Quoted passage:
----------------
32. Music basics
Areas: acoustics, physics, curiosity
[status: just-starting]
32.1. Motivation, prerequisites, plan
As I write in 2020 we listen to recorded music almost exclusively through a computer. It is interesting, instructive, and useful to understand how the computer represents music, how it is stored, compressed, manipulated, and how interesting things get done with it.
To work through this material you should be comfortable with making
plots, discussed in Section 2. You
should also install the packages ffmpeg
and sox
.
We will start by discussing what sound is. Then we will discuss how it can be represented mathematically. Finally we will look at the various formats that have been devised for computers to store sound files, and how to convert between them.
32.2. What is sound?
Sound is a wave-like sequence of compression and decompression of the air (or other medium). The compression/decompression “front” pushes the next layer of air forward and backwards along the direction of motion. This is called a longitudinal wave.
This can be contrasted with different types of waves, like water waves or electromagnetic waves (light, radio, x-rays, …), where the “up and down” of the wave is perpendicular to the direction in which it moves. Those are called transverse waves.
Some gentle introductions to sound can be found at:
https://www.mediacollege.com/audio/01/sound-waves.html
https://www.youtube.com/watch?v=qV4lR9EWGlY
In class we discuss the quantities of interest in talking about sound. Some of these are
amplitude/sound pressure/intensity
frequency/pitch
wavelength
period
speed
pure tone versus superposition of frequencies
32.3. How is sound generated?
Ask the class to discuss various ways in which they have seen sound generated.
Some could be: drum head, guitar soundboard, loudspeaker diaphragm, tweeters, wooferes, …
32.4. Measuring and recording
The human year, before it has been over-exposed to repetitive sounds, can hear from 20 Hz to 20000 Hz (20 kHz).
Microphones usually try to pick up a very clean (non-distorted) signal in the same frequency.
How do microphones work to translate vibration of air into an electrical voltage that changes in time? The lover’s phone, then the carbon microphone, then it gets modern.
Can someone research the technical specs of microphones? What is a “frequency response curve”? What would it be for a high quality studio microphone, versus various types of smartphones?
32.5. What is music
An art form whose medium is sound. Music uses modulations of pitch and amplitude to achieve aesthetical effects.
Discuss some concepts like stereo.
Interesting definitions of “music” proposed by students:
“A sound that is pleasant, has many different …, and doesn’t have to be liked by everyone.”
and
“Many frequencies that move together in a pattern that makes it pleasant to hear.”
32.6. Understanding what we plot in an amplitude plot
Make the following simple plot:
$ gnuplot
gnuplot> plot sin(x)
----------------
Stated goal:
Write the next part of the course notes on music basics, picking up right after the gnuplot command that plots sin(x). None of the lines that come next have any bearing on this.

Dataset excerpts:
----------------
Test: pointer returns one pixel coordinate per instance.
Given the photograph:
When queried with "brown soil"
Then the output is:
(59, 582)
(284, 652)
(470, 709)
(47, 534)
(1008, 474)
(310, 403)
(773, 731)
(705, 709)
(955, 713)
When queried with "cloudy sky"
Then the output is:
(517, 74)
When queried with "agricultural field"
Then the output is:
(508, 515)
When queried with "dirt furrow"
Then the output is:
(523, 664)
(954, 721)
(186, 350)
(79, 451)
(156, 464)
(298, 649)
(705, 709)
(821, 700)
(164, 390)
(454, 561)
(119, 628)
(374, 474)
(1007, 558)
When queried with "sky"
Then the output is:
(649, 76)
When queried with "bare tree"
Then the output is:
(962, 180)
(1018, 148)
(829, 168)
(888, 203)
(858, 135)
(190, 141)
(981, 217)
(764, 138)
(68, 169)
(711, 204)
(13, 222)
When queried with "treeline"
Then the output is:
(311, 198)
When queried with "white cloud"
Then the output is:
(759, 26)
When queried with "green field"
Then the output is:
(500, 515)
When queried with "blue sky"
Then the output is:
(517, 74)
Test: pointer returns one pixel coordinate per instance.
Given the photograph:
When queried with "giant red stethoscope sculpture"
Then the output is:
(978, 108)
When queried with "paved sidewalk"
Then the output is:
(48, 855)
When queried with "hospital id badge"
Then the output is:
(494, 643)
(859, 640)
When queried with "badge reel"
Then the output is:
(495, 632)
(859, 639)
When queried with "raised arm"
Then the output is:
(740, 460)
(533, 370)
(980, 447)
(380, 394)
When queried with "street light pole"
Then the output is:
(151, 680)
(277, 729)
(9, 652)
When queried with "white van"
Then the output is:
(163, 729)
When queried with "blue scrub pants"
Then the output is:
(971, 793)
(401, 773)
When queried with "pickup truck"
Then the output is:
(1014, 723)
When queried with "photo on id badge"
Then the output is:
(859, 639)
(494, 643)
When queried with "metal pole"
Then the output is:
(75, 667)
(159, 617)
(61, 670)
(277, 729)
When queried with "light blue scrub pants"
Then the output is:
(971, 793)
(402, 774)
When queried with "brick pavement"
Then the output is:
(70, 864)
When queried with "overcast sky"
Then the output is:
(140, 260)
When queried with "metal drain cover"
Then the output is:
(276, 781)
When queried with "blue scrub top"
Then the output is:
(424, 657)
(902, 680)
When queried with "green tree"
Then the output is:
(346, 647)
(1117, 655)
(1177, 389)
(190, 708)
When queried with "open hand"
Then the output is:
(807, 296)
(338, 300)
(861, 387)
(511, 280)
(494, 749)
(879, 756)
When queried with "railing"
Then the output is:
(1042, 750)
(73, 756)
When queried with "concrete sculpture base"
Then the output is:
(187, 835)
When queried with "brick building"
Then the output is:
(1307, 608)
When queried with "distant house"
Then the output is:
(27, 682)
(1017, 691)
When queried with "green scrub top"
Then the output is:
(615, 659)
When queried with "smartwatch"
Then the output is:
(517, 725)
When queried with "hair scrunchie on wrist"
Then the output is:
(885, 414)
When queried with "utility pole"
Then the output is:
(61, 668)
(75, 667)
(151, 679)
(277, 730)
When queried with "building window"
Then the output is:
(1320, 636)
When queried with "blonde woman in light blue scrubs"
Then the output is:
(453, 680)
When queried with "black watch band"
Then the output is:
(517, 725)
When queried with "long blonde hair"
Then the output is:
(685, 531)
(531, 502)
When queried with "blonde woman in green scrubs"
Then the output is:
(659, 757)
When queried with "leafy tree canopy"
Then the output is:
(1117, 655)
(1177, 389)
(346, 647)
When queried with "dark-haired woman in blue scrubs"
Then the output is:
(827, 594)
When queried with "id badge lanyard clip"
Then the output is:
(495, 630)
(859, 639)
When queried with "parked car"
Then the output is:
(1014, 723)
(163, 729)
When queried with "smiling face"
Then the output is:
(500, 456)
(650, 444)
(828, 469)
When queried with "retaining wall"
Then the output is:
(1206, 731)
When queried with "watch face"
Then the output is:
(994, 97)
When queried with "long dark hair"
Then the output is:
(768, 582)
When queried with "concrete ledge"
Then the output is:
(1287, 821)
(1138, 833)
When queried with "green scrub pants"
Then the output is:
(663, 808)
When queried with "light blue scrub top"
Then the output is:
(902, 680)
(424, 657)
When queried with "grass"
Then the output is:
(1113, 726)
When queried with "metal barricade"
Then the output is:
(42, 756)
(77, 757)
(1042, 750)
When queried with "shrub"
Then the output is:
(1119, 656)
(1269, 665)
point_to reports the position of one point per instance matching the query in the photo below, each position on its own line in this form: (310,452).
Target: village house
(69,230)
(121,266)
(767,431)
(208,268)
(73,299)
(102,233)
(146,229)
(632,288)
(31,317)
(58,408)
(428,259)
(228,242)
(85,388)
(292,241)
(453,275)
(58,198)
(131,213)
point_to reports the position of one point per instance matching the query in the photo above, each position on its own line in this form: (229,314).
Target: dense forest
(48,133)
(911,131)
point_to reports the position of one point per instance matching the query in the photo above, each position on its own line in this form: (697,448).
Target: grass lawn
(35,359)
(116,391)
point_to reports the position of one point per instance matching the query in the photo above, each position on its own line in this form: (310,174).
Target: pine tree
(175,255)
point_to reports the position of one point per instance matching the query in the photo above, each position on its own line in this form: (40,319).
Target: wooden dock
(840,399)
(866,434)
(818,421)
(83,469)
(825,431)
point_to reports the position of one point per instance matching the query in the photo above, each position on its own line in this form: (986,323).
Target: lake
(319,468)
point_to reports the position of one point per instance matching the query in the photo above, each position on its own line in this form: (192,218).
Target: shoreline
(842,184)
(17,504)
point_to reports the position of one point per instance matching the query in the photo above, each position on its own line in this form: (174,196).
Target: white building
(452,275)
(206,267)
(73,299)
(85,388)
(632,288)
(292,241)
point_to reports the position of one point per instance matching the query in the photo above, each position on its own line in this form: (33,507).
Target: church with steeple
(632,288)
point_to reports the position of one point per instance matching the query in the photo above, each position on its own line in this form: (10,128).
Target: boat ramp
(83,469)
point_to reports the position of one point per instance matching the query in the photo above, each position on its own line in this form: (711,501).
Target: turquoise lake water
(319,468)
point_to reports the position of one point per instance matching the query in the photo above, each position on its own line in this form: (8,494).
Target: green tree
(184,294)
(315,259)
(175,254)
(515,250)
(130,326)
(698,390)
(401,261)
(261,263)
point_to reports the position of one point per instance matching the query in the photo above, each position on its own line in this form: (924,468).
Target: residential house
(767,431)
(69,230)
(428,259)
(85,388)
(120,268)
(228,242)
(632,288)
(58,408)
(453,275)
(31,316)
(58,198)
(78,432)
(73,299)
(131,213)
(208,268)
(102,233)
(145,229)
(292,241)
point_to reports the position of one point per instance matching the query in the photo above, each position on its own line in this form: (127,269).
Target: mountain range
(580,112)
----------------
Answer to this exercise:
That shows a basic \(sin()\) wave, but it does not connect to the physical quantities involved. To see how frequency might enter the picture try this out:
gnuplot> A = 2.5 # amplitude of 2.5
gnuplot> freq_hz = 440 # 440 hertz - a middle A frequency
gnuplot> set xlabel 'time'
gnuplot> set ylabel 'amplitude'
gnuplot> plot A * sin(2 * pi * freq_hz * x)
This frequency is rather high, so the plot not really showing enough information. To see a bit more you can make the gnuplot sampling higher:
gnuplot> set samples 10000
gnuplot> plot A * sin(2 * pi * freq_hz * x)
Clearly we have to zoom in. To show just a few full periods of the wave let us restrict the domain:
gnuplot> plot [-0.01:0.01] A * sin(2 * pi * freq_hz * x)
Now we are ready to talk about how to read those axes. Look for the period, understand how the amplitude, frequency, and period appear on it. Discuss why the \(2 \pi\) is in there.
32.7. How does the GNU/Linux microphone work?
We will use the programs rec
and play
, both of which are part
of the sox package in most distributions.. rec
will record a
sound, and play
will play it back.
As we saw in Section 6, you can invoke them like this:
rec myvoice.dat
then speak in to it, or play some music in to it, and hit control-C after just a couple of seconds.
You can play it back with
play myvoice.dat
If you list your directory you will find that the file myvoice.dat has been created, and it has three columns: time, left channel, right channel.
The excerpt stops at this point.